WHAT IS NEEDED:
Count the lines in the rows below that contain the string "kimono", where case counts, and reply with that number alone.

RECORD SET:
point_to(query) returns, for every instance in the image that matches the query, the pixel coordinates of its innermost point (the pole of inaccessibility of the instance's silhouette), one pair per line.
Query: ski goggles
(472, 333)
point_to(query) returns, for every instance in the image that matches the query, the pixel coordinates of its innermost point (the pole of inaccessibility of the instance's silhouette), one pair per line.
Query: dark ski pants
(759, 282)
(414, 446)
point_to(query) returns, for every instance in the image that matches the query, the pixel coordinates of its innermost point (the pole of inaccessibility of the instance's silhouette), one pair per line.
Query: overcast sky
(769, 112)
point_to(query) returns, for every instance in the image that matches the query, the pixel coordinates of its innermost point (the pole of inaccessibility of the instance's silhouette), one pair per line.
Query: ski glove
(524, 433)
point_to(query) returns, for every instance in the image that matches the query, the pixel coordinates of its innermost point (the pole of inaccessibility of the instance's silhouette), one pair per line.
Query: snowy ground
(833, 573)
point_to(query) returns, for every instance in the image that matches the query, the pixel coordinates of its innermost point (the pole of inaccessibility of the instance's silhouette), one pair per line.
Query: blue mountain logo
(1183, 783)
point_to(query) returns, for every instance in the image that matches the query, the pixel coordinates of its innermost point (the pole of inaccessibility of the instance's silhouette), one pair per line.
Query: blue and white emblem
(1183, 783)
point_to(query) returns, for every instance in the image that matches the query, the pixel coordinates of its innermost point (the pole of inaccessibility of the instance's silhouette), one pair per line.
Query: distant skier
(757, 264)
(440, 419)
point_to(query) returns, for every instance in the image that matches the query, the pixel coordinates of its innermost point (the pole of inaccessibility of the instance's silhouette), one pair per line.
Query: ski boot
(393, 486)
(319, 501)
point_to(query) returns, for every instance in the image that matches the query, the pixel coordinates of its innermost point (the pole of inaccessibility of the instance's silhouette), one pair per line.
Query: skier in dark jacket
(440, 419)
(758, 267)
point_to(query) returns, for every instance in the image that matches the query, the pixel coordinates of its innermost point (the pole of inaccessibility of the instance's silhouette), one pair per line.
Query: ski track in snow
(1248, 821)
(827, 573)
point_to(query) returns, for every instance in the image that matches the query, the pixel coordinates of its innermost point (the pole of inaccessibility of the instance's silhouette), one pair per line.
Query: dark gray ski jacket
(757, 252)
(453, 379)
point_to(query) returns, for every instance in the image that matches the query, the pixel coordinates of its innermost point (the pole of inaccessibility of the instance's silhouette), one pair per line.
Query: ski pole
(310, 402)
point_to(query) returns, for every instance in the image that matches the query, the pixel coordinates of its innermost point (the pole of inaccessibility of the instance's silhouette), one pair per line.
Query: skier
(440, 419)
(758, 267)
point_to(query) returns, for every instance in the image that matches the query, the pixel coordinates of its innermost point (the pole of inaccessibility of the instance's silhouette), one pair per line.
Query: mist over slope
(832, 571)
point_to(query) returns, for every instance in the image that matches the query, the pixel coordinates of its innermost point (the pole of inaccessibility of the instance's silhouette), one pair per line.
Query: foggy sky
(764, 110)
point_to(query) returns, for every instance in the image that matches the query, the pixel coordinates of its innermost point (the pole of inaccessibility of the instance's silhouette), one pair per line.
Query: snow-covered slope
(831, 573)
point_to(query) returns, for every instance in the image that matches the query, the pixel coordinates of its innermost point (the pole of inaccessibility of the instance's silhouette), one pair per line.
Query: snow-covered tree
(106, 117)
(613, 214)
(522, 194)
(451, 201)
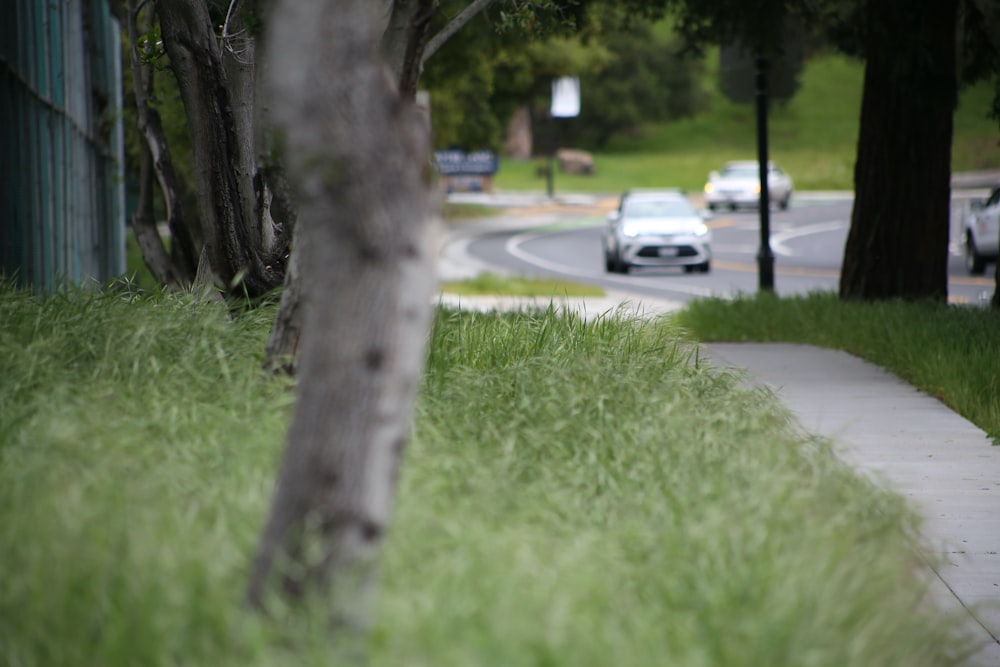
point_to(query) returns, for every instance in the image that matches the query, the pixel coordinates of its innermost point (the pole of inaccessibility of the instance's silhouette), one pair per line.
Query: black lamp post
(765, 258)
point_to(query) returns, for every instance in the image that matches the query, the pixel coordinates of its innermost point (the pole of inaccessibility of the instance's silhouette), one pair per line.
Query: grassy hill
(813, 137)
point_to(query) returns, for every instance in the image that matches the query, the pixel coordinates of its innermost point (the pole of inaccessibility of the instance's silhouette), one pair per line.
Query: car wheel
(974, 262)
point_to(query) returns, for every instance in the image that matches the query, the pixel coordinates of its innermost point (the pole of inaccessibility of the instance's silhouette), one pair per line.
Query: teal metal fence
(62, 216)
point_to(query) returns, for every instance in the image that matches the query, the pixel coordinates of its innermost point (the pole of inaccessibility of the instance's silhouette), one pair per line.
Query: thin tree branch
(456, 24)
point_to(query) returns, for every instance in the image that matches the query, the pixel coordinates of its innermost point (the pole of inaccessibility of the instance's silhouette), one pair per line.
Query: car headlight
(631, 230)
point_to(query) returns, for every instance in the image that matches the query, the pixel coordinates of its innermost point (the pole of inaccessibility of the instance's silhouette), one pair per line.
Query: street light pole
(765, 258)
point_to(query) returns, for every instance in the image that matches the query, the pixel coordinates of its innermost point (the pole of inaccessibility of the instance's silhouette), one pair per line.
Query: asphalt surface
(883, 427)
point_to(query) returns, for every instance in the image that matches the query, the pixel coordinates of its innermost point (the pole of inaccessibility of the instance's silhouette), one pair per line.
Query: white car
(656, 228)
(982, 232)
(737, 185)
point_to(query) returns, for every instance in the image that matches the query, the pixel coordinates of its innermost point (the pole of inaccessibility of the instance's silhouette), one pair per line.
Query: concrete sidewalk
(913, 444)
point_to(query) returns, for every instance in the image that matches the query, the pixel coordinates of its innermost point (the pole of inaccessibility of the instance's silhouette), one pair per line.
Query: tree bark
(401, 43)
(178, 267)
(360, 153)
(897, 246)
(223, 152)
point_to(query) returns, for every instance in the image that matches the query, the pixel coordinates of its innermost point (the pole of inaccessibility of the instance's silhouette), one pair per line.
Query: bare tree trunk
(360, 152)
(280, 354)
(402, 26)
(154, 253)
(223, 152)
(897, 246)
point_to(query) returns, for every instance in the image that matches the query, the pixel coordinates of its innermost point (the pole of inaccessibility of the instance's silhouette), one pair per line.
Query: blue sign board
(459, 163)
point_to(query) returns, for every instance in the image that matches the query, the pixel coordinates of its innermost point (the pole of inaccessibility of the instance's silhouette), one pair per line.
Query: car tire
(974, 262)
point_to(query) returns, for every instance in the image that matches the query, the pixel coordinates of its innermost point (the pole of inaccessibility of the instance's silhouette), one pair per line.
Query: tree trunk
(154, 253)
(402, 25)
(897, 246)
(360, 153)
(178, 267)
(280, 354)
(223, 152)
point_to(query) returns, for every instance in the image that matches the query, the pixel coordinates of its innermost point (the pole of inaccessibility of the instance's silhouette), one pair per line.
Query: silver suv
(982, 232)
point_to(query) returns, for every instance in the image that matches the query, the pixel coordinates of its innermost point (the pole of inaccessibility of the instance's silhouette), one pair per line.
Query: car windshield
(740, 172)
(658, 208)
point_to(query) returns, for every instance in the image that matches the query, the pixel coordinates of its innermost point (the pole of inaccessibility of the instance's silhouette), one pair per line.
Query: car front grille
(654, 251)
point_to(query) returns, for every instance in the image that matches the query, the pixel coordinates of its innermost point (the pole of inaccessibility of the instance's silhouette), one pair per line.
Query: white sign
(566, 97)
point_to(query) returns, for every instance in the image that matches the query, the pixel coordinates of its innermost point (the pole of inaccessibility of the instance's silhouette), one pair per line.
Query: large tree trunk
(360, 153)
(898, 242)
(402, 26)
(177, 267)
(224, 158)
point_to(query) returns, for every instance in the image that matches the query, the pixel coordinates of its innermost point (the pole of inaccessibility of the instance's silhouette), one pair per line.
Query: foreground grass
(577, 493)
(950, 352)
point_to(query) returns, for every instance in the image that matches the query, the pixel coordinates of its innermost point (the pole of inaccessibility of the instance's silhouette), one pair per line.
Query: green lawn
(813, 137)
(576, 493)
(951, 352)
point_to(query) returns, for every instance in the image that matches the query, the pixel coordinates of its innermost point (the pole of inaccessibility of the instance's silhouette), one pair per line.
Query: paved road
(808, 241)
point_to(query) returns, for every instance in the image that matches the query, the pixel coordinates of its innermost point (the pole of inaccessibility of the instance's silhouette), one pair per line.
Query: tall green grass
(813, 136)
(951, 352)
(576, 493)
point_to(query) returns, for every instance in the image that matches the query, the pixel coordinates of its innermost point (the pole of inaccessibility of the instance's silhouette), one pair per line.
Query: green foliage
(646, 80)
(951, 352)
(814, 137)
(738, 69)
(576, 493)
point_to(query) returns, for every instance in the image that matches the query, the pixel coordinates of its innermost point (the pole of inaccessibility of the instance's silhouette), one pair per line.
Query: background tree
(646, 78)
(738, 68)
(897, 246)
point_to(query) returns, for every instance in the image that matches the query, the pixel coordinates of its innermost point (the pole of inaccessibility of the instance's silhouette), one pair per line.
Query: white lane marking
(778, 240)
(512, 247)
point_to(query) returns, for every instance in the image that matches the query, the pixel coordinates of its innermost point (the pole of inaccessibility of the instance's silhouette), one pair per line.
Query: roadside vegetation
(950, 352)
(576, 493)
(813, 137)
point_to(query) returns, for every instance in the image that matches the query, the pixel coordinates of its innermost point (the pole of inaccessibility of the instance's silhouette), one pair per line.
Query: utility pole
(765, 258)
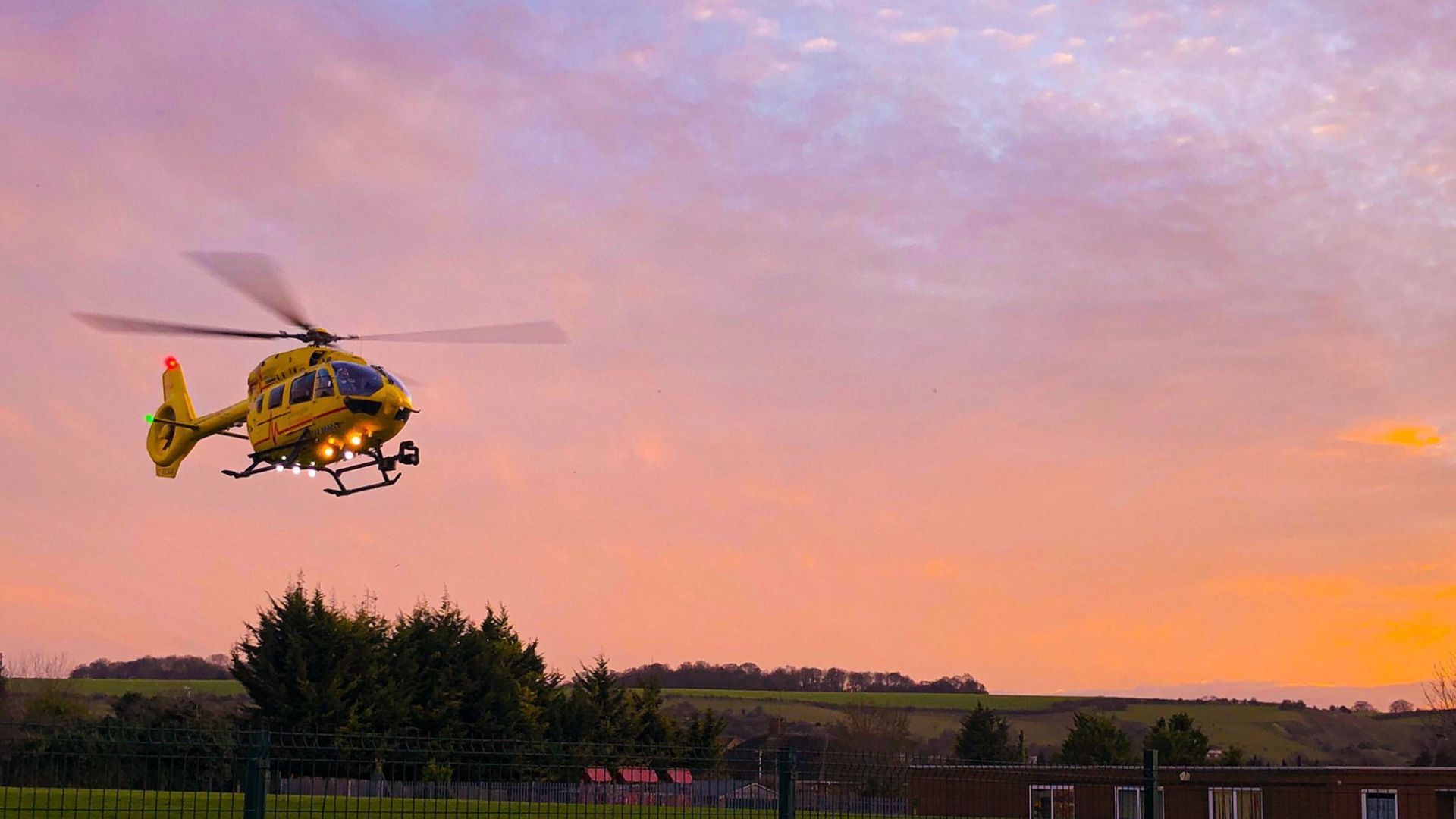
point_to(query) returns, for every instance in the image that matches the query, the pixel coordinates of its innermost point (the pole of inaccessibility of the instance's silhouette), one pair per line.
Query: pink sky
(1075, 346)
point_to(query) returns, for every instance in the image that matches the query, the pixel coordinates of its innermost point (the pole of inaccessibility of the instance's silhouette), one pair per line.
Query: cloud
(928, 36)
(1009, 39)
(1397, 433)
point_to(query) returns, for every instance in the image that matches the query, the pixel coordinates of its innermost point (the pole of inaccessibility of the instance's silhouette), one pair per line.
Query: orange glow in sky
(1076, 350)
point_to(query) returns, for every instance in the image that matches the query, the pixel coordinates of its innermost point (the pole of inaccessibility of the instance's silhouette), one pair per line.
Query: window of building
(1235, 803)
(357, 379)
(1130, 803)
(1378, 805)
(1052, 802)
(302, 390)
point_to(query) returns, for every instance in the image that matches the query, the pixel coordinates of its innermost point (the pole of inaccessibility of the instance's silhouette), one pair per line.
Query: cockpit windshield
(356, 379)
(395, 381)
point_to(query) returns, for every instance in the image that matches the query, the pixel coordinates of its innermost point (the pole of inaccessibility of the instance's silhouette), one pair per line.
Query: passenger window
(302, 390)
(356, 379)
(325, 384)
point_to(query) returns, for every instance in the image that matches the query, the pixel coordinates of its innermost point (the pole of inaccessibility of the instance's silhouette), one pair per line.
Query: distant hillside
(1274, 733)
(748, 676)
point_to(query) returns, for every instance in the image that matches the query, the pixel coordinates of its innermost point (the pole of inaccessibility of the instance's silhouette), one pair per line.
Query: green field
(38, 803)
(1044, 720)
(896, 700)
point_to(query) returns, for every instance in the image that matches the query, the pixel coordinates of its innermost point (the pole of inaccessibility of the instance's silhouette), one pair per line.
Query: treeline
(309, 665)
(747, 676)
(156, 668)
(1095, 739)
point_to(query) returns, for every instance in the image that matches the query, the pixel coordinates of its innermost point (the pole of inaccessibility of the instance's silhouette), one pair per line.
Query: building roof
(637, 776)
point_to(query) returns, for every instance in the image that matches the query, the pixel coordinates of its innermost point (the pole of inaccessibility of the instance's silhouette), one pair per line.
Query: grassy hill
(1264, 730)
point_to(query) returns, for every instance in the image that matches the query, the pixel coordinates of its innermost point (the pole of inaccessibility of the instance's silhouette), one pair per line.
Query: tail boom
(175, 426)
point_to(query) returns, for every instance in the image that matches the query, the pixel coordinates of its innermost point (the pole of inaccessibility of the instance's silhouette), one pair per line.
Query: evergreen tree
(428, 667)
(1178, 741)
(310, 667)
(653, 727)
(510, 689)
(604, 711)
(984, 736)
(1095, 741)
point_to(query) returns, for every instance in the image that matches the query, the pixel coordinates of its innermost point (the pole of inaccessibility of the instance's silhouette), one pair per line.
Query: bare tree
(1440, 695)
(38, 665)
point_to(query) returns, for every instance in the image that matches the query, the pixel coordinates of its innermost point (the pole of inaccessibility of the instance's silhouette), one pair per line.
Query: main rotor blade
(525, 333)
(256, 278)
(121, 324)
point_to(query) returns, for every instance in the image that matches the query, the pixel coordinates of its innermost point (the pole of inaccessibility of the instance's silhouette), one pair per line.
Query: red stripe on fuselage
(305, 423)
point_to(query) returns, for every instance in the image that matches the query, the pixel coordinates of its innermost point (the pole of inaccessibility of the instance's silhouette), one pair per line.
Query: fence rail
(109, 771)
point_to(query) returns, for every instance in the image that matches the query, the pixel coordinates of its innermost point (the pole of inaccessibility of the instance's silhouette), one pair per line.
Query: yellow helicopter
(316, 409)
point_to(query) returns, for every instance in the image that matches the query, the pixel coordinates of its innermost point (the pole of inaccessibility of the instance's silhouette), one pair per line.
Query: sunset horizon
(1081, 347)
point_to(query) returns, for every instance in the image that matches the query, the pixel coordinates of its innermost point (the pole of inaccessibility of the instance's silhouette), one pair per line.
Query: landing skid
(271, 460)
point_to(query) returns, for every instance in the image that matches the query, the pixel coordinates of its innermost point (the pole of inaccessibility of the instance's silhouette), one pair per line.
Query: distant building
(1185, 793)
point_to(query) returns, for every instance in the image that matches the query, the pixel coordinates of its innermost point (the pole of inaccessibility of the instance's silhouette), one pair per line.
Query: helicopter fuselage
(316, 406)
(308, 407)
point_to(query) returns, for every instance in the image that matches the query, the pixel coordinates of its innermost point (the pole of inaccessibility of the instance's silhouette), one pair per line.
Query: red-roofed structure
(637, 776)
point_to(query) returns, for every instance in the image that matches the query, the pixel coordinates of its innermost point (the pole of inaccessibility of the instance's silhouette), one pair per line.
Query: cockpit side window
(325, 384)
(394, 379)
(302, 390)
(356, 379)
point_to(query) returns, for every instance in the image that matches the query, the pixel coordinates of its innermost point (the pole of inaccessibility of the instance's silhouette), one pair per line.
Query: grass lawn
(46, 803)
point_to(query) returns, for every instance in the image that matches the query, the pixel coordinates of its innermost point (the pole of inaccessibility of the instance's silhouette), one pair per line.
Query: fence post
(1150, 784)
(786, 763)
(255, 776)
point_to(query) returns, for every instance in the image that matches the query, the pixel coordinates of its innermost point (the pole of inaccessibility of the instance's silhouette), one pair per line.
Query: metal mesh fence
(105, 771)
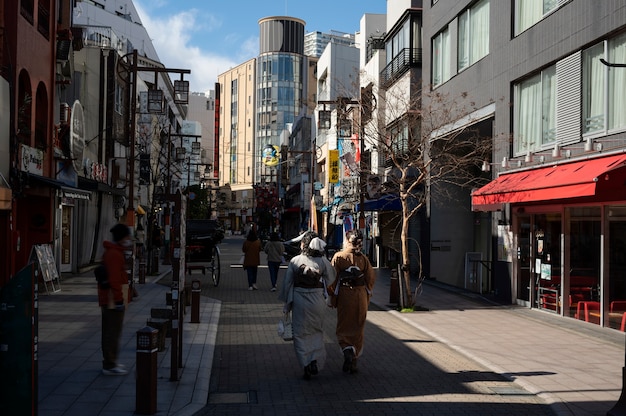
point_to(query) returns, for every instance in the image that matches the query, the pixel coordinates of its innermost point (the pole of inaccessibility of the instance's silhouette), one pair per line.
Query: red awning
(567, 180)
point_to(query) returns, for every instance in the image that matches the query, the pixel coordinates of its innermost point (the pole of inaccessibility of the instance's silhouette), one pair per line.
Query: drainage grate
(249, 397)
(510, 391)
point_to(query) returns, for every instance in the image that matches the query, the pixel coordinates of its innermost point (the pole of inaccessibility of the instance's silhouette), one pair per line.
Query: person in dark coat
(113, 298)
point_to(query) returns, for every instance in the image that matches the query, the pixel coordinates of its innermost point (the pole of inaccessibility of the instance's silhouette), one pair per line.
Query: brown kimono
(351, 294)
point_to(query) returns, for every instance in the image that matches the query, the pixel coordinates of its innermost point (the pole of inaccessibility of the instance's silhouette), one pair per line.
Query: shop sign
(333, 166)
(31, 160)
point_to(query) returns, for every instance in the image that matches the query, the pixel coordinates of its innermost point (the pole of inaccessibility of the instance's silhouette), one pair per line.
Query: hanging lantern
(270, 155)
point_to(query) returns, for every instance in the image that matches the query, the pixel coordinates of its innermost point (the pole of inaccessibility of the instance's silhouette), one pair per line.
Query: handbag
(285, 329)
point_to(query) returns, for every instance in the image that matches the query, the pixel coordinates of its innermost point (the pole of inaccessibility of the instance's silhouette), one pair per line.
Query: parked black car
(202, 237)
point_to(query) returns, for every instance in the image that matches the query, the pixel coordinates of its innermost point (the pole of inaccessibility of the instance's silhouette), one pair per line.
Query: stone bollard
(145, 385)
(394, 290)
(142, 271)
(195, 301)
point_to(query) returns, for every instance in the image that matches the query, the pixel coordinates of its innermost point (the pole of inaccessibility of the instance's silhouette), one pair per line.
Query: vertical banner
(333, 166)
(313, 215)
(216, 133)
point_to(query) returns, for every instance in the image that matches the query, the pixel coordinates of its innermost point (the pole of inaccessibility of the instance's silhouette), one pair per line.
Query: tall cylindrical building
(281, 85)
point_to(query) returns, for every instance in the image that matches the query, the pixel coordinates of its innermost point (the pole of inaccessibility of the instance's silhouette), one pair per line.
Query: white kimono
(308, 308)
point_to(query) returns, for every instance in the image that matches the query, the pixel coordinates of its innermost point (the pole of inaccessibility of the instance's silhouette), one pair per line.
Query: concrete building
(315, 42)
(536, 79)
(236, 141)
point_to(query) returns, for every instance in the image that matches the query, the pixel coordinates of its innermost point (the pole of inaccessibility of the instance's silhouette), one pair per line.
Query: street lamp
(620, 407)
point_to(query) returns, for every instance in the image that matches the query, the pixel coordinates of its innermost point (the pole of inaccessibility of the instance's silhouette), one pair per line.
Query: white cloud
(171, 37)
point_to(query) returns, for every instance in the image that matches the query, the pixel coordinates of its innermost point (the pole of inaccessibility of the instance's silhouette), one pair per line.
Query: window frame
(543, 82)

TASK OUTPUT:
2